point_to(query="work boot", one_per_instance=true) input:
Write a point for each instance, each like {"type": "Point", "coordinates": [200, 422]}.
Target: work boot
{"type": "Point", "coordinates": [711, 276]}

* * *

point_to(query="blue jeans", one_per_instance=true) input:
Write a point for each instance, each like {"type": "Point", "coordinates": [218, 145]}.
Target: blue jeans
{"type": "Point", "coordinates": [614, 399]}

• **IL TUO OBIETTIVO**:
Mostra ogni riga dei dati in cui compare la parola "boot", tenendo conto di maiuscole e minuscole.

• **RISPOSTA AL COMPITO**:
point_to(query="work boot", one_per_instance=true) input:
Target: work boot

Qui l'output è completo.